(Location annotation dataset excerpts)
=======

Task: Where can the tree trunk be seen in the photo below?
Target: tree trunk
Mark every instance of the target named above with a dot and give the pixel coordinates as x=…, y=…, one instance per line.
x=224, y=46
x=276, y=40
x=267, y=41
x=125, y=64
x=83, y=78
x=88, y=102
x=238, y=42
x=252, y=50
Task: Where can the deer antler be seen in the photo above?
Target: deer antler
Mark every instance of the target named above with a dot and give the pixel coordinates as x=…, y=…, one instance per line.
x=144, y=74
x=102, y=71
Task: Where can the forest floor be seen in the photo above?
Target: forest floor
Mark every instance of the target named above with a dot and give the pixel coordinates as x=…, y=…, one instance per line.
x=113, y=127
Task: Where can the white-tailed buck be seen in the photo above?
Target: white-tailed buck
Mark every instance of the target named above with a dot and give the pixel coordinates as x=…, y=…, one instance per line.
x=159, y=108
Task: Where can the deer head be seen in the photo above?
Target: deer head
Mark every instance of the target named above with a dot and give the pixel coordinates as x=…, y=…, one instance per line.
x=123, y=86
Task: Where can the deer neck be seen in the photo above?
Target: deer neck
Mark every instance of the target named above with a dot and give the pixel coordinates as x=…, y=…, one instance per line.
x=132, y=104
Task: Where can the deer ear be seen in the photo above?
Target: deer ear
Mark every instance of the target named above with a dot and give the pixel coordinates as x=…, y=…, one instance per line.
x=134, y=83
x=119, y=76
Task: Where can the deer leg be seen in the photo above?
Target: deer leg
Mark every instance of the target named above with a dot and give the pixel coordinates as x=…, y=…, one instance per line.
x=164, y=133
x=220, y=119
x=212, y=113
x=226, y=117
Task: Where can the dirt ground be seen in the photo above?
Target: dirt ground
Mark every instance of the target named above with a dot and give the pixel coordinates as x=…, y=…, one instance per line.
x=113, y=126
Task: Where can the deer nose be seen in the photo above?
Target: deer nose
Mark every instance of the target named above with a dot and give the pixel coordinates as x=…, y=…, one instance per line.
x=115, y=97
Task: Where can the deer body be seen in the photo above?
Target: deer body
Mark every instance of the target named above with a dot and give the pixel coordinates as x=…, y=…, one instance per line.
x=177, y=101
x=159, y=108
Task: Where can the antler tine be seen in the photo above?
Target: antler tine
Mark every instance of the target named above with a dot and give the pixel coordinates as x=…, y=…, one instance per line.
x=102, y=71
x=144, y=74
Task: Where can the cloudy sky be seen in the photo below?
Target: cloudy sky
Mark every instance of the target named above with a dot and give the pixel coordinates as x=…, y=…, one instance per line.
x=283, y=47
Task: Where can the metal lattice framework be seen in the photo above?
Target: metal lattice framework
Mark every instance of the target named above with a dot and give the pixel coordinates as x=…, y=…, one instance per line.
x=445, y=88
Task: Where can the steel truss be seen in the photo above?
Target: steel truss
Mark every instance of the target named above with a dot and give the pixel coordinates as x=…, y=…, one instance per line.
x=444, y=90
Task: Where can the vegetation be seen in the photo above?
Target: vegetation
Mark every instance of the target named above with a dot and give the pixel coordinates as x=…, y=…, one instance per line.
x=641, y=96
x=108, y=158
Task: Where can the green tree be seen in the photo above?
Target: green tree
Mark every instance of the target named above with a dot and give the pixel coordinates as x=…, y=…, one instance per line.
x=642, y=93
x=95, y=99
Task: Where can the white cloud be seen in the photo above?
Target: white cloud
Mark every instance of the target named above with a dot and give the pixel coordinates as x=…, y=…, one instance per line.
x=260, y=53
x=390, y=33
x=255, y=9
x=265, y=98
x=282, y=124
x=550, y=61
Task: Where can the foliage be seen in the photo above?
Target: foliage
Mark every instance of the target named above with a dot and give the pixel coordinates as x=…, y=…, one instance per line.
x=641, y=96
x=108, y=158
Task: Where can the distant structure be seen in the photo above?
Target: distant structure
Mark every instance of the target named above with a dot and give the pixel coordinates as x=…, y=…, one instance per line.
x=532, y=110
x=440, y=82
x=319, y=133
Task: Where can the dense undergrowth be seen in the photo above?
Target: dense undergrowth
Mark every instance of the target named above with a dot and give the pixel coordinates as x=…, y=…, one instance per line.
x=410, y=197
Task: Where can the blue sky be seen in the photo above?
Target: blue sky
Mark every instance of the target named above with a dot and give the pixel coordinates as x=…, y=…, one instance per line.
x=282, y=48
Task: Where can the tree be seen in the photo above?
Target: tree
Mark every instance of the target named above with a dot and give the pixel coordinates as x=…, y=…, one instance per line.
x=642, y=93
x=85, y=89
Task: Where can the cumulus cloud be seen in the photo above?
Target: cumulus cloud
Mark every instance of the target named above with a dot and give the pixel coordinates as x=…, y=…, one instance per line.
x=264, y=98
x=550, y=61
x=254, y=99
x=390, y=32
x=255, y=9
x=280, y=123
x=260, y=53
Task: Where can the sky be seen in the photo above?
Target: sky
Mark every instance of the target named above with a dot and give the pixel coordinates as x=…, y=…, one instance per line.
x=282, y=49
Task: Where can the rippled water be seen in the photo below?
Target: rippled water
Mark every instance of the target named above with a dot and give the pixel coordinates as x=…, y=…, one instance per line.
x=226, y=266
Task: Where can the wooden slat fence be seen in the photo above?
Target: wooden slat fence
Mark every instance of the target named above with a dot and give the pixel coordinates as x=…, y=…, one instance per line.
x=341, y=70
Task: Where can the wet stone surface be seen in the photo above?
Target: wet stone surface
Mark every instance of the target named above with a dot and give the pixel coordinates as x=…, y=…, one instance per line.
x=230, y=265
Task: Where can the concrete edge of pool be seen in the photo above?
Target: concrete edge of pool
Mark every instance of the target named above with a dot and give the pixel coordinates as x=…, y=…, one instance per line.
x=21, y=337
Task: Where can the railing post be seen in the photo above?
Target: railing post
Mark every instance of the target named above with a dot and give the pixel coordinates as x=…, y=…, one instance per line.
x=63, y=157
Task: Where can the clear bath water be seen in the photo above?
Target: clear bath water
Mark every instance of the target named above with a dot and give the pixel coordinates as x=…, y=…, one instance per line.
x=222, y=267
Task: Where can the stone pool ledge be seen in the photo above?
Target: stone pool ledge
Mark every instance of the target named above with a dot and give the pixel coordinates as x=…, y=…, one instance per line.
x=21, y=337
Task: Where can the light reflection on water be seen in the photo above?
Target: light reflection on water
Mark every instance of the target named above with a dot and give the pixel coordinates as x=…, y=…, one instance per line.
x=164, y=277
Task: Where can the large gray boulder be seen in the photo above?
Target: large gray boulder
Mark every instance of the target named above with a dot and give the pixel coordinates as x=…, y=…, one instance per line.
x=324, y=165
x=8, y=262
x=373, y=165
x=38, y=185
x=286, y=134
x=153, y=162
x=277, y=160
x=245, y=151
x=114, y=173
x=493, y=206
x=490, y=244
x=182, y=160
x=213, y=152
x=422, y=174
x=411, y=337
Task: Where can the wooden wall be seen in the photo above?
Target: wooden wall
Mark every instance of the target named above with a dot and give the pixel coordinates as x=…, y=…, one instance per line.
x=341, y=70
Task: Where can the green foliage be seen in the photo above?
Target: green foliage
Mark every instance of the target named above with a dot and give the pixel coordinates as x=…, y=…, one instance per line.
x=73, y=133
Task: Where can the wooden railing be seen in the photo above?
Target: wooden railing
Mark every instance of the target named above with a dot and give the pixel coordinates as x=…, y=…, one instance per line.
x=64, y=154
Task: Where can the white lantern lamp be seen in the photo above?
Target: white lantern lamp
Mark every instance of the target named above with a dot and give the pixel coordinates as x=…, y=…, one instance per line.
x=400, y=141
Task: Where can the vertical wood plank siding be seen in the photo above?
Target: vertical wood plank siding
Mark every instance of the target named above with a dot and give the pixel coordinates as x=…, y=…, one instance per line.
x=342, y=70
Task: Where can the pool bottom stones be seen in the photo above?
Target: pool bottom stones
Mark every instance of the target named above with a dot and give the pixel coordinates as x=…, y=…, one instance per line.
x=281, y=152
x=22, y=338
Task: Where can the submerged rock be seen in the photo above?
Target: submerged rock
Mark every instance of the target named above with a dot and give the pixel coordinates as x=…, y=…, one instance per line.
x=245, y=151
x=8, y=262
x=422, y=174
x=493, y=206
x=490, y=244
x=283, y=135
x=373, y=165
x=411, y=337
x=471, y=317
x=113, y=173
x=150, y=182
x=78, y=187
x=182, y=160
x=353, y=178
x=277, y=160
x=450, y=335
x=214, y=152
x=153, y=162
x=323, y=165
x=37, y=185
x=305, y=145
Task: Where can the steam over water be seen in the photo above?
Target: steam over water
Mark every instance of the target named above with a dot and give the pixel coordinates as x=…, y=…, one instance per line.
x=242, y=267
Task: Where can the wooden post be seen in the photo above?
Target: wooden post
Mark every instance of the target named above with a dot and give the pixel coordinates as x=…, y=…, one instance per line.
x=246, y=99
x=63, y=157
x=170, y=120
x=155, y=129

=======

◆ **What you need to do**
Reproduce the material verbatim, everything from the line containing "Task: Where can the white-tailed" down to the line containing "x=119, y=76", with both of those lines included.

◆ **Written response**
Task: Where can the white-tailed buck be seen in the photo above?
Target: white-tailed buck
Mark every instance of the target named above with a dot and give the pixel coordinates as x=…, y=…, one instance per line.
x=159, y=108
Task: Where can the deer head be seen in the photo above?
Target: deer head
Mark every instance of the target named above with a dot and give the pixel coordinates as x=…, y=…, one instance per line.
x=123, y=86
Task: Where can the deer neck be seen in the photo above?
Target: deer neck
Mark every instance of the target named above with a dot and give the pixel coordinates as x=…, y=…, one instance per line.
x=132, y=104
Task: Where can the deer ear be seen in the photo above?
Target: deer ear
Mark every instance of the target named above with a dot and give the pixel coordinates as x=…, y=…, one instance per line.
x=134, y=83
x=119, y=76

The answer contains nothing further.